All of the records must be given again exactly.

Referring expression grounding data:
<<<<

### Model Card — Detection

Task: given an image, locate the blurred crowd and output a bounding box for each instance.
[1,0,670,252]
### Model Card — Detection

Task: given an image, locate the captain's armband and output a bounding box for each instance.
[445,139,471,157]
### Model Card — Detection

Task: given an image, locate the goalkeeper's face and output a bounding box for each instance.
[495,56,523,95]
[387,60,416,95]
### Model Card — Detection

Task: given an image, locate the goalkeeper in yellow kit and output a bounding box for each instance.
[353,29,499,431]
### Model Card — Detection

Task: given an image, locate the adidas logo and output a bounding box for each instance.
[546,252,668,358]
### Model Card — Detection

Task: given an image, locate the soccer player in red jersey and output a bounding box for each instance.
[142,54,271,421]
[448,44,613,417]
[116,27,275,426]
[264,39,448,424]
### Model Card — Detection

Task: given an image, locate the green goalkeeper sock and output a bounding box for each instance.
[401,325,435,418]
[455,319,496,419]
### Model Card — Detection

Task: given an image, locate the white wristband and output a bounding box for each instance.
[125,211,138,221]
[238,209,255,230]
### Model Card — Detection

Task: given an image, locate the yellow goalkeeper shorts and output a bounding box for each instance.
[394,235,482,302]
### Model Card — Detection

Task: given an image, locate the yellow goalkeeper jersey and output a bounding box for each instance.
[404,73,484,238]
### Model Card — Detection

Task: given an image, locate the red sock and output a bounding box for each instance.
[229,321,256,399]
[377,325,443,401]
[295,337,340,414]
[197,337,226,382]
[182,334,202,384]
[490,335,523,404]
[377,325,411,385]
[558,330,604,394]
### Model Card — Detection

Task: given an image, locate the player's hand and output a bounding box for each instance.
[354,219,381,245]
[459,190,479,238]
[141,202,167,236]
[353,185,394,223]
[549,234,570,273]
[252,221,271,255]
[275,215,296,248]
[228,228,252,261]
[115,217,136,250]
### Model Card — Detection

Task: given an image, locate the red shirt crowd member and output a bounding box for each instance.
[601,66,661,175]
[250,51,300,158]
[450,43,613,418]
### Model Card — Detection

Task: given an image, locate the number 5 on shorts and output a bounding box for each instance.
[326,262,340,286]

>>>>

### Response to the exercise
### Model Card — Detection

Task: given an image, locate the blurred crowd and output a bounding box for each instance.
[1,0,670,252]
### Model Card — Detection

Task: given an image, locate the captain's armband and output a bounding box for each instance.
[445,139,471,157]
### Model Card — Detection

Task: given an image, locate the goalkeeper's face and output a bounding box for each instance.
[495,56,523,95]
[387,60,416,95]
### Model Card — Detection

Task: given an image, locate the goalkeeper in yellow kit and output a bounding box for each instance.
[353,29,499,431]
### Model Card — Detection

Task: given an image, locate the adidas logo and output a bounding box for each instance.
[546,252,668,358]
### Model Card — Detection

Task: given an image, locate the soccer player in red jersey and output a bounding box for each instance.
[142,54,271,421]
[448,44,613,417]
[116,27,275,426]
[264,39,448,424]
### Model Card — Detection

Task: given an image, locate the green goalkeeper sock and output a bounding box for each instance.
[401,325,435,418]
[455,319,496,419]
### Model Card — Detection

Task: given an image, locate the white wristband and output a bounding box for each instance.
[125,211,138,221]
[238,209,255,230]
### Model Card — Detection

Task: given an image, locate the yellow goalkeeper shorts and output a bounding box for each instance.
[394,235,482,302]
### Model Card — Detection

Task: given an image, locate the yellow goalkeeper jersey and output a bounding box for each instance.
[404,73,484,238]
### Model Card — Detection

Task: given an image, locate the red sock and output a bounding box for each instance.
[229,321,256,399]
[377,325,443,401]
[295,337,340,414]
[197,337,226,382]
[182,334,202,384]
[490,335,523,404]
[377,325,411,385]
[558,330,604,394]
### Model Card — Detection

Task: given an image, locate the player's hand and output a bounding box for each instance.
[354,219,381,245]
[459,190,479,238]
[141,202,167,236]
[353,185,394,223]
[549,234,570,273]
[252,221,271,255]
[275,215,296,248]
[228,228,252,261]
[115,217,136,250]
### Model Card — Detection

Task: given an image, locate the red shirt crowd member and output a bounding box for each instance.
[601,66,661,175]
[250,51,300,158]
[450,43,613,418]
### Model Card — Detection

Task: given an image, locate the number 5 on shorts and output a bounding box for each instance.
[326,262,340,286]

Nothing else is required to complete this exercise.